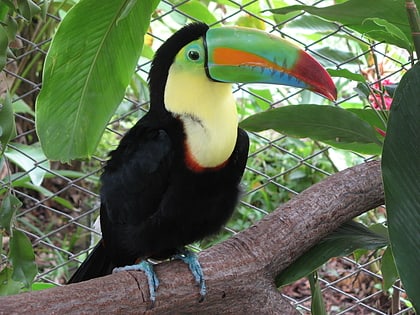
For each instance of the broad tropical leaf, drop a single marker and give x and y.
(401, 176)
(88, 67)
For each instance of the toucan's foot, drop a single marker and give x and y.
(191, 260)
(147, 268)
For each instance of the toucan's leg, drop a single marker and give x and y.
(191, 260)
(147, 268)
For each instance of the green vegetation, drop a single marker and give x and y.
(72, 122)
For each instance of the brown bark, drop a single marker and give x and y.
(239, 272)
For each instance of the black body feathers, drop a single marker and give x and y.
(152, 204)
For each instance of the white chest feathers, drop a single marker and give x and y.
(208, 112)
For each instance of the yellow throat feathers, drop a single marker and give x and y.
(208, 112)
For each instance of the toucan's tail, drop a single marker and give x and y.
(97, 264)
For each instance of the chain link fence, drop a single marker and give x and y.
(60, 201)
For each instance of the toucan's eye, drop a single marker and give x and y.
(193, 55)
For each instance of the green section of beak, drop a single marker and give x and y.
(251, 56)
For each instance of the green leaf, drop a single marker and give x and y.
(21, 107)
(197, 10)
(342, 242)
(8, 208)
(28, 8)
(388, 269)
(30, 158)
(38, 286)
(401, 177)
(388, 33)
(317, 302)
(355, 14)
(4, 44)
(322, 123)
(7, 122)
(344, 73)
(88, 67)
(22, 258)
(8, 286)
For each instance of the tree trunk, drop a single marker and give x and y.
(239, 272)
● ● ● ● ●
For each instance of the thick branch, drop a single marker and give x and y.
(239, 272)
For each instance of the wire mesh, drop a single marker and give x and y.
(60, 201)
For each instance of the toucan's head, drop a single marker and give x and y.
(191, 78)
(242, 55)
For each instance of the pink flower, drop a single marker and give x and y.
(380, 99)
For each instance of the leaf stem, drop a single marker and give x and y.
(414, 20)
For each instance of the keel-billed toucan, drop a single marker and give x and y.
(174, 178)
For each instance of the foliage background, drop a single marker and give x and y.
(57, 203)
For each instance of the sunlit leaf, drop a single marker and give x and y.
● ● ● ● ●
§ **Goal of the exercise**: For the lines above, output exactly those from the line containing "For each instance of the wire" through the line containing "For each instance of the sunlit", and skip the others.

§ **Exercise result**:
For each instance of the wire mesh, drop a single marker and give x and y.
(60, 201)
For each instance of the toucan's head, drop a single marker and give x and y.
(191, 78)
(242, 55)
For each instance of the pink flower, drop a single marker and give x and y.
(380, 99)
For each instance of the leaf stem, drop a single marker and give x and y.
(414, 20)
For each instance of the keel-billed toucan, drop a single marker and give x and y.
(174, 178)
For each instance of the foliage background, drop a single marker and give x and y.
(57, 203)
For each instance of the sunlit leaf, drop a single marker and give x and y.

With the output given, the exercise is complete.